• [Coordinate annotation entries]
--------------------------------------------------

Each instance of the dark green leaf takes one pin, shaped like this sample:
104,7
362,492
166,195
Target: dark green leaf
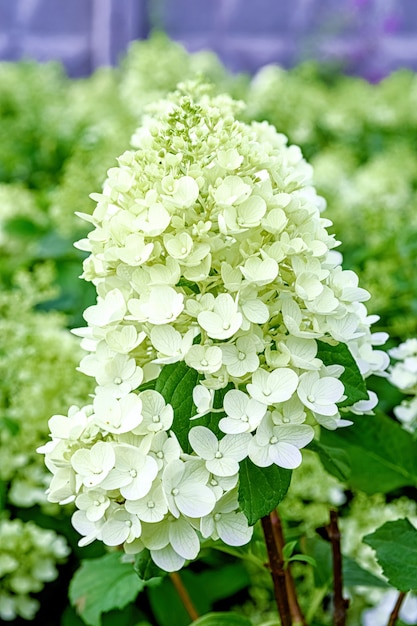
222,619
334,460
355,387
383,456
395,544
353,574
176,383
261,489
145,568
101,585
204,588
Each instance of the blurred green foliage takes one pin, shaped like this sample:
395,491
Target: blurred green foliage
58,137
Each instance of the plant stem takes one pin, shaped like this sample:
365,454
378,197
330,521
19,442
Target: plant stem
184,595
340,603
396,610
295,610
276,564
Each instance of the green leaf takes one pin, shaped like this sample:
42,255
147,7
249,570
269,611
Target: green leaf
355,387
204,588
395,544
261,489
101,585
222,619
383,456
145,568
353,574
176,383
334,460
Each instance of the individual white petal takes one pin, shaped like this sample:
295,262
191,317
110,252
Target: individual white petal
285,455
259,454
195,499
233,529
235,446
203,441
224,466
167,559
183,539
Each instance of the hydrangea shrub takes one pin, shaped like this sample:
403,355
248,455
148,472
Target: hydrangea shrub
225,334
29,556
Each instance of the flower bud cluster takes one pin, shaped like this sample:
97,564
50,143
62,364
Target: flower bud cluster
208,248
28,559
403,374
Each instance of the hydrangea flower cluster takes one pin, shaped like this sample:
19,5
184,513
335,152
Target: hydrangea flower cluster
403,374
208,250
28,559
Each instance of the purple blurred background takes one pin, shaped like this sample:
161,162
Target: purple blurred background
370,38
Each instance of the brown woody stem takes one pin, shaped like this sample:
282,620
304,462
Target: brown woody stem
295,609
396,610
184,595
276,565
340,603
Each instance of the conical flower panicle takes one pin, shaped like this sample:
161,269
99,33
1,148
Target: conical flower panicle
208,248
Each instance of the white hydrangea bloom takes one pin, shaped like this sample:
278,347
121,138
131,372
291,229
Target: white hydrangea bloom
208,249
403,375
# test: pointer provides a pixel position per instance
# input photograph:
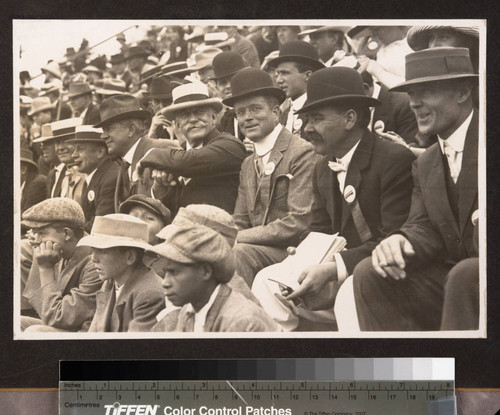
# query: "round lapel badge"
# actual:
(350, 194)
(475, 216)
(269, 169)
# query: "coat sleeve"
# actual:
(70, 311)
(219, 158)
(289, 229)
(147, 305)
(396, 186)
(418, 229)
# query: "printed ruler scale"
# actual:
(236, 397)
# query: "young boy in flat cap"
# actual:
(196, 263)
(131, 295)
(62, 282)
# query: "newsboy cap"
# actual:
(154, 205)
(54, 210)
(191, 244)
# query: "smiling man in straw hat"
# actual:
(405, 282)
(62, 282)
(131, 295)
(124, 131)
(273, 209)
(362, 190)
(209, 165)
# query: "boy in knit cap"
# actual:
(197, 263)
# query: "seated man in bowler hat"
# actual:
(273, 209)
(403, 284)
(362, 190)
(91, 158)
(80, 101)
(131, 295)
(225, 65)
(124, 131)
(294, 65)
(62, 282)
(208, 165)
(196, 263)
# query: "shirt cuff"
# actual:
(341, 268)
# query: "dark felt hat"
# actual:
(336, 85)
(78, 88)
(149, 203)
(298, 51)
(249, 82)
(436, 64)
(121, 107)
(226, 64)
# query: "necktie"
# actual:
(451, 155)
(337, 166)
(189, 326)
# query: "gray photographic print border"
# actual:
(480, 333)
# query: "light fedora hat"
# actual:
(117, 229)
(336, 85)
(188, 96)
(87, 134)
(418, 36)
(436, 64)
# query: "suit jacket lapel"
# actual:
(276, 155)
(467, 182)
(360, 161)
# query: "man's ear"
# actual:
(206, 271)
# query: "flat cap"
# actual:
(153, 205)
(54, 210)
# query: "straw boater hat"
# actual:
(111, 87)
(250, 82)
(40, 104)
(436, 64)
(418, 36)
(298, 51)
(117, 229)
(336, 85)
(189, 96)
(46, 134)
(121, 107)
(87, 134)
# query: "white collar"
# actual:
(200, 317)
(457, 139)
(376, 90)
(130, 154)
(188, 146)
(299, 102)
(264, 146)
(348, 156)
(59, 167)
(89, 177)
(329, 62)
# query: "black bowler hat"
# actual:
(298, 51)
(436, 64)
(226, 64)
(249, 82)
(120, 107)
(336, 85)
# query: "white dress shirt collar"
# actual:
(200, 317)
(457, 139)
(264, 146)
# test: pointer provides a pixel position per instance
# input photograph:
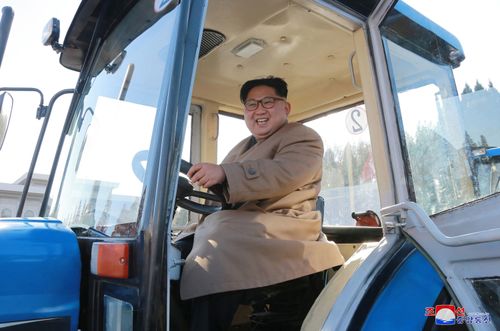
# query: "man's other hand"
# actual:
(206, 174)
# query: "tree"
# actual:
(466, 89)
(478, 86)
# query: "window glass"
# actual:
(231, 131)
(349, 181)
(110, 136)
(488, 291)
(444, 75)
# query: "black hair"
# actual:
(279, 85)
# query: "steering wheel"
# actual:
(186, 190)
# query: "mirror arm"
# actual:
(31, 170)
(41, 110)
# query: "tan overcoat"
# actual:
(275, 234)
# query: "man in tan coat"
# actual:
(273, 234)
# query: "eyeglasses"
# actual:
(266, 102)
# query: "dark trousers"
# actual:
(215, 312)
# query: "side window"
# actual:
(232, 130)
(349, 181)
(182, 216)
(444, 78)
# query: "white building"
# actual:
(10, 195)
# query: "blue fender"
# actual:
(39, 271)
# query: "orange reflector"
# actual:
(110, 259)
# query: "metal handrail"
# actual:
(402, 208)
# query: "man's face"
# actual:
(264, 122)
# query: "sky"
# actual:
(27, 63)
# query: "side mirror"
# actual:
(5, 112)
(50, 35)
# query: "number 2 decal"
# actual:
(356, 120)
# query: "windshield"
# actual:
(99, 182)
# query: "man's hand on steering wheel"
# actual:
(186, 190)
(206, 174)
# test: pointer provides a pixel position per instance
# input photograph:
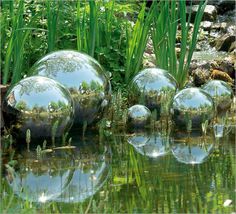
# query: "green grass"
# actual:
(164, 36)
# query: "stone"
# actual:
(39, 104)
(83, 76)
(220, 75)
(191, 107)
(224, 42)
(221, 93)
(200, 76)
(210, 13)
(206, 25)
(154, 88)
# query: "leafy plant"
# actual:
(164, 35)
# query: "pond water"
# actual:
(133, 173)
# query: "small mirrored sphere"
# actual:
(152, 145)
(40, 178)
(82, 75)
(155, 88)
(194, 149)
(138, 116)
(41, 105)
(91, 171)
(221, 93)
(192, 105)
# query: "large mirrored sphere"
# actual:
(155, 88)
(192, 149)
(40, 178)
(151, 145)
(40, 104)
(91, 171)
(192, 105)
(138, 116)
(221, 93)
(82, 75)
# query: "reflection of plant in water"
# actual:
(22, 106)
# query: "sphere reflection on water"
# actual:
(41, 179)
(138, 116)
(153, 145)
(91, 170)
(192, 104)
(82, 75)
(221, 93)
(39, 104)
(152, 86)
(193, 149)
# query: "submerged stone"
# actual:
(39, 104)
(155, 88)
(138, 116)
(192, 106)
(82, 75)
(221, 93)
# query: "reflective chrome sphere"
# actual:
(193, 149)
(41, 105)
(82, 75)
(221, 93)
(153, 146)
(155, 88)
(138, 116)
(91, 171)
(41, 179)
(194, 105)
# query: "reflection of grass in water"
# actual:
(144, 185)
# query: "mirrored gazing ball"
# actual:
(155, 88)
(138, 116)
(192, 105)
(82, 75)
(221, 93)
(193, 149)
(41, 179)
(40, 104)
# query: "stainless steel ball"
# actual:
(193, 149)
(221, 93)
(155, 88)
(138, 116)
(192, 106)
(157, 145)
(41, 179)
(82, 75)
(40, 104)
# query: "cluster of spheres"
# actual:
(68, 87)
(158, 91)
(64, 87)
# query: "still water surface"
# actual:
(131, 173)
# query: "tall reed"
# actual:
(53, 11)
(136, 42)
(164, 36)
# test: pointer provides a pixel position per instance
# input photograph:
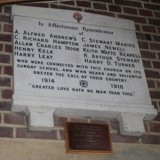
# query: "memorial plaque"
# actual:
(79, 64)
(87, 138)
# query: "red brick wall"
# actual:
(146, 15)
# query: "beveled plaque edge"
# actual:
(72, 151)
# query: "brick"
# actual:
(114, 8)
(154, 127)
(65, 7)
(156, 64)
(4, 58)
(150, 139)
(143, 45)
(100, 12)
(157, 14)
(124, 139)
(138, 28)
(136, 19)
(7, 94)
(155, 94)
(155, 22)
(106, 1)
(114, 124)
(129, 3)
(156, 38)
(155, 1)
(152, 6)
(151, 84)
(84, 4)
(6, 132)
(5, 37)
(7, 9)
(1, 69)
(44, 5)
(154, 103)
(145, 12)
(4, 18)
(148, 54)
(146, 126)
(5, 106)
(68, 2)
(59, 121)
(8, 48)
(147, 64)
(61, 134)
(155, 46)
(8, 70)
(1, 47)
(99, 6)
(7, 28)
(130, 10)
(152, 74)
(25, 133)
(158, 84)
(149, 29)
(14, 119)
(5, 82)
(158, 55)
(157, 118)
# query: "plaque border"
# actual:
(76, 151)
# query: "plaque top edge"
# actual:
(67, 16)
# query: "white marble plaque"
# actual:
(88, 63)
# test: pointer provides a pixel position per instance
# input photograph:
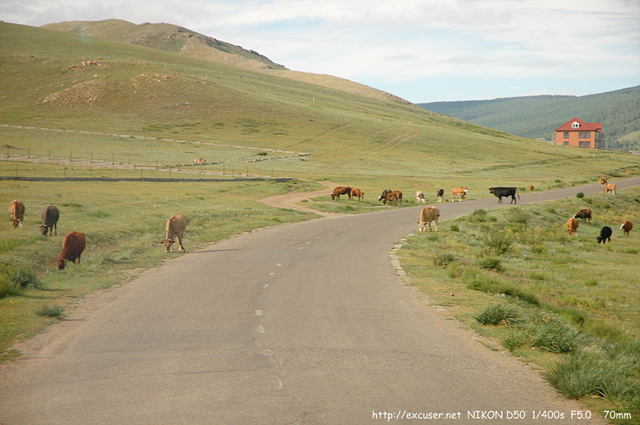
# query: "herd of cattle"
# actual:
(75, 242)
(430, 215)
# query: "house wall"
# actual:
(574, 139)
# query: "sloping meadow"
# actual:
(570, 304)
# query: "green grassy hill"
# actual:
(68, 81)
(539, 116)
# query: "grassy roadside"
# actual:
(570, 305)
(124, 224)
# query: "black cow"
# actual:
(506, 192)
(605, 234)
(50, 216)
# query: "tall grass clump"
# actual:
(500, 242)
(500, 314)
(518, 216)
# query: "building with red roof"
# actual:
(580, 134)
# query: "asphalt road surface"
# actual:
(305, 323)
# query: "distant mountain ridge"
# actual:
(538, 116)
(176, 39)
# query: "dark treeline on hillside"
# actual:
(538, 116)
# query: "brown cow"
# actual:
(16, 212)
(341, 190)
(391, 197)
(626, 227)
(603, 182)
(427, 216)
(175, 228)
(572, 226)
(50, 216)
(460, 191)
(584, 214)
(355, 192)
(72, 247)
(610, 187)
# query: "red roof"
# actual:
(582, 126)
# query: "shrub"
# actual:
(500, 242)
(491, 263)
(51, 311)
(500, 314)
(443, 260)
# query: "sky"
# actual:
(420, 50)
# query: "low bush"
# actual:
(500, 314)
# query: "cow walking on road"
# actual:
(501, 192)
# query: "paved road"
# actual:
(300, 324)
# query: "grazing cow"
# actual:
(626, 227)
(427, 216)
(50, 216)
(384, 194)
(72, 247)
(355, 192)
(175, 228)
(341, 190)
(610, 187)
(500, 192)
(16, 212)
(605, 233)
(461, 192)
(391, 197)
(572, 226)
(603, 182)
(584, 214)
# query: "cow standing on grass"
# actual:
(72, 247)
(175, 228)
(584, 214)
(626, 227)
(572, 226)
(428, 215)
(50, 216)
(16, 212)
(605, 234)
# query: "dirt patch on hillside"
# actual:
(292, 200)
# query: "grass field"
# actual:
(566, 303)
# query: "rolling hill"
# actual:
(187, 106)
(538, 116)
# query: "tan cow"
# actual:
(461, 192)
(175, 228)
(626, 227)
(72, 247)
(427, 216)
(16, 212)
(341, 190)
(610, 187)
(572, 226)
(355, 192)
(603, 182)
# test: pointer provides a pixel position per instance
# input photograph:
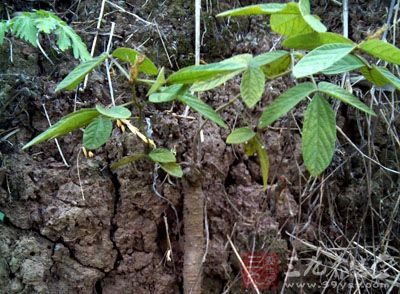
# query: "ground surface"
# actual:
(115, 239)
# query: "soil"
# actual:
(87, 229)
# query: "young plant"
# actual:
(29, 25)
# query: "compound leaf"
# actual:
(313, 40)
(277, 67)
(162, 155)
(167, 94)
(263, 158)
(159, 82)
(23, 26)
(267, 58)
(240, 135)
(128, 159)
(68, 123)
(312, 21)
(374, 75)
(172, 168)
(97, 133)
(199, 73)
(257, 9)
(318, 136)
(289, 21)
(344, 96)
(321, 58)
(130, 55)
(72, 80)
(45, 21)
(346, 64)
(213, 83)
(203, 108)
(382, 50)
(3, 30)
(116, 112)
(286, 101)
(252, 86)
(391, 78)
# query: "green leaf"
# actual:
(3, 30)
(68, 123)
(344, 96)
(257, 9)
(130, 55)
(289, 21)
(73, 79)
(213, 83)
(313, 22)
(382, 50)
(128, 159)
(240, 59)
(23, 26)
(167, 94)
(277, 67)
(267, 58)
(67, 38)
(286, 101)
(346, 64)
(172, 168)
(116, 112)
(395, 81)
(240, 135)
(318, 136)
(320, 59)
(45, 21)
(252, 86)
(313, 40)
(374, 75)
(263, 158)
(162, 155)
(97, 133)
(203, 108)
(199, 73)
(160, 81)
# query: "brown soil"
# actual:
(114, 240)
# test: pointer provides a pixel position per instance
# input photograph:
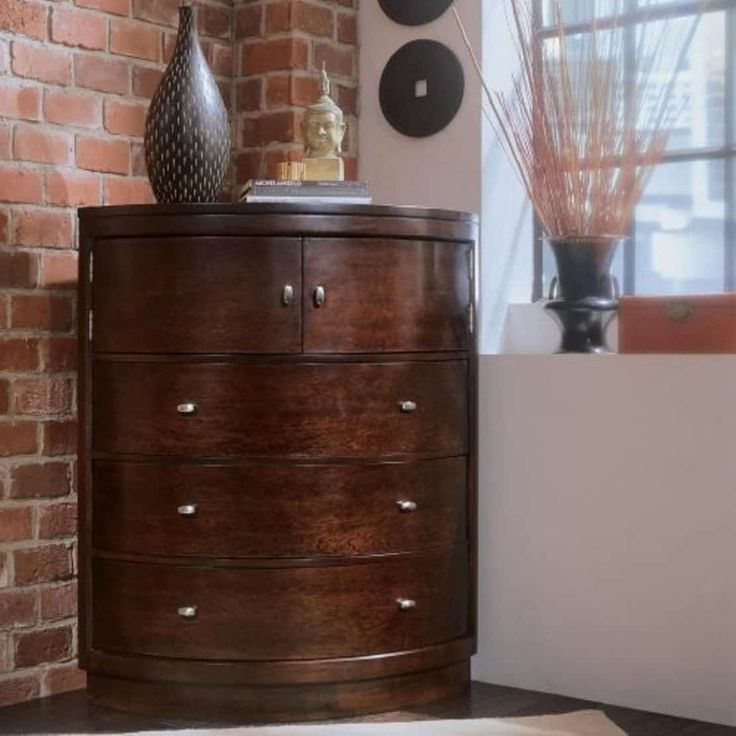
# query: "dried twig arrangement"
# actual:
(584, 148)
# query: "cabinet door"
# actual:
(197, 295)
(385, 295)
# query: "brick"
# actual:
(223, 61)
(42, 564)
(18, 269)
(58, 354)
(16, 523)
(4, 399)
(43, 395)
(18, 438)
(18, 689)
(249, 21)
(41, 62)
(125, 118)
(23, 17)
(59, 271)
(287, 89)
(41, 312)
(20, 184)
(33, 143)
(72, 188)
(347, 28)
(58, 602)
(44, 228)
(248, 94)
(164, 12)
(117, 7)
(145, 81)
(135, 39)
(19, 102)
(17, 608)
(337, 61)
(101, 154)
(59, 438)
(275, 55)
(127, 191)
(44, 480)
(78, 28)
(316, 20)
(18, 354)
(281, 127)
(63, 678)
(6, 151)
(57, 520)
(46, 645)
(102, 74)
(70, 107)
(214, 21)
(138, 154)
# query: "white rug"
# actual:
(583, 723)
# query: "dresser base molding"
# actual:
(278, 673)
(272, 703)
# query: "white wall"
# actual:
(608, 530)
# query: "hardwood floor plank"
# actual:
(71, 713)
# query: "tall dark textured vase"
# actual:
(586, 299)
(187, 131)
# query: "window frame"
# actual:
(632, 16)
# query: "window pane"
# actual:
(578, 11)
(698, 88)
(680, 231)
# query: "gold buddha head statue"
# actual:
(323, 128)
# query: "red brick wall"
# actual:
(75, 80)
(279, 48)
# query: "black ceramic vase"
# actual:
(583, 298)
(187, 131)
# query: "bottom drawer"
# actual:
(280, 613)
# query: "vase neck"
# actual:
(187, 26)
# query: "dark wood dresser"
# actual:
(277, 462)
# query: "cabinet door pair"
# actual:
(280, 295)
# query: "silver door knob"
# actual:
(407, 506)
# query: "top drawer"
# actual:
(197, 295)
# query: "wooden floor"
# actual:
(70, 713)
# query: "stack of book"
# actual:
(321, 192)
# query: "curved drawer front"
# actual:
(197, 295)
(268, 510)
(288, 410)
(288, 613)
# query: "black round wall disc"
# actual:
(414, 12)
(422, 88)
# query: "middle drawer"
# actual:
(307, 410)
(279, 510)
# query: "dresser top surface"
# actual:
(249, 209)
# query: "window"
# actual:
(682, 241)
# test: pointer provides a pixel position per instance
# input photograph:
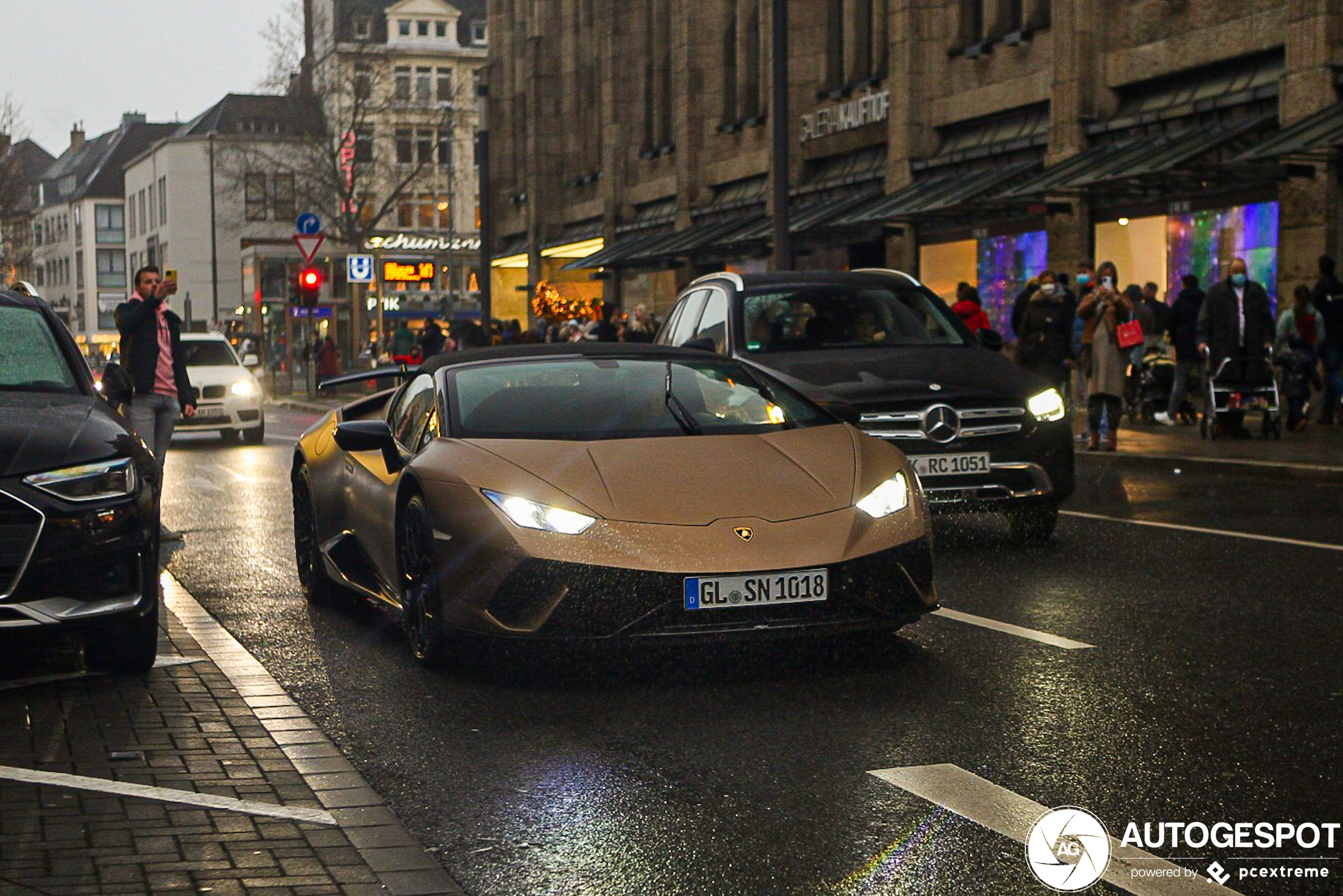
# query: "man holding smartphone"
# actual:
(151, 353)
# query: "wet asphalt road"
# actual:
(1213, 694)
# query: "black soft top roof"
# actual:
(10, 297)
(568, 349)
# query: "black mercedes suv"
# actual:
(886, 351)
(78, 512)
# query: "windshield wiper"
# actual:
(678, 410)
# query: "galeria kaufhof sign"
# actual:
(422, 244)
(832, 120)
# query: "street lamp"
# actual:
(779, 127)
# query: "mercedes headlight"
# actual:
(89, 483)
(1046, 406)
(530, 515)
(888, 497)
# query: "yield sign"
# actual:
(308, 245)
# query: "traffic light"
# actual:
(309, 287)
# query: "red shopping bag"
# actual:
(1130, 335)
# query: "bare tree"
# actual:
(337, 148)
(15, 237)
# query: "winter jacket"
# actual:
(1309, 329)
(971, 315)
(1184, 324)
(1327, 296)
(137, 321)
(1219, 321)
(1045, 334)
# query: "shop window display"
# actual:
(1005, 265)
(1205, 244)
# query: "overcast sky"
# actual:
(90, 61)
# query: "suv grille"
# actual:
(942, 423)
(19, 530)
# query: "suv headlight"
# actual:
(1046, 406)
(888, 497)
(89, 483)
(530, 515)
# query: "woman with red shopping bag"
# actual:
(1105, 359)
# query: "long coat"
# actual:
(1219, 321)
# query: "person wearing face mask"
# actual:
(1105, 362)
(1236, 320)
(1044, 332)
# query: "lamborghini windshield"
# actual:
(833, 316)
(609, 398)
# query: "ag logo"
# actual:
(1068, 849)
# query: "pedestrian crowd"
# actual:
(1114, 349)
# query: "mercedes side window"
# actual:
(714, 321)
(413, 411)
(683, 329)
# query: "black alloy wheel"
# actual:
(312, 572)
(421, 599)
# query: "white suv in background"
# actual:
(229, 396)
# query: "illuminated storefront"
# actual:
(1162, 249)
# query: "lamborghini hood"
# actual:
(696, 480)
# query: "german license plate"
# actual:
(757, 590)
(950, 464)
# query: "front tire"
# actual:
(1033, 524)
(422, 605)
(316, 585)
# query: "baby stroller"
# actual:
(1299, 376)
(1158, 379)
(1240, 385)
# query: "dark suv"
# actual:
(883, 348)
(78, 511)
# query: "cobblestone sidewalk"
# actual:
(203, 730)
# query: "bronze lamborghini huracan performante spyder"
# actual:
(588, 491)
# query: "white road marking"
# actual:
(1233, 461)
(1011, 816)
(1229, 534)
(168, 796)
(202, 484)
(1043, 637)
(234, 473)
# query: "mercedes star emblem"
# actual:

--------------------------------------------------

• [Instructions for the task] Repeat word for word every line from the one that holds "with red shopping" to the end. Both ends count.

• [Task result]
# query: "woman with red shopping bag"
# actual:
(1105, 359)
# query: "long coat"
# actual:
(1219, 321)
# query: "person wearing face mask"
# actual:
(1105, 362)
(1236, 320)
(1044, 332)
# query: "lamborghini windshield"
# actual:
(833, 316)
(609, 398)
# query: "ag logo"
# actual:
(1068, 849)
# query: "pedestrian crowd"
# actual:
(1114, 349)
# query: "mercedes side window"
# actual:
(714, 321)
(413, 411)
(683, 329)
# query: "black alloy wheel"
# actual:
(312, 572)
(421, 599)
# query: "white suv in background"
# actual:
(229, 396)
# query: "illuminated storefront"
# actual:
(1162, 249)
# query: "lamborghini hood"
# actual:
(696, 480)
# query: "german license plate"
# actual:
(757, 590)
(950, 464)
# query: "front tire"
# actual:
(1033, 524)
(422, 605)
(316, 585)
# query: "baby stroller"
# actual:
(1299, 376)
(1158, 379)
(1240, 385)
# query: "dark suv"
# actual:
(883, 348)
(78, 511)
# query: "cobblestone sidewalk"
# actual:
(203, 730)
# query: "bronze lamborghini huracan performante spyder"
# actual:
(588, 491)
# query: "white road marking"
# actual:
(1233, 461)
(1011, 816)
(1229, 534)
(168, 796)
(202, 484)
(1043, 637)
(234, 473)
# query: "mercedes star emblem"
# actual:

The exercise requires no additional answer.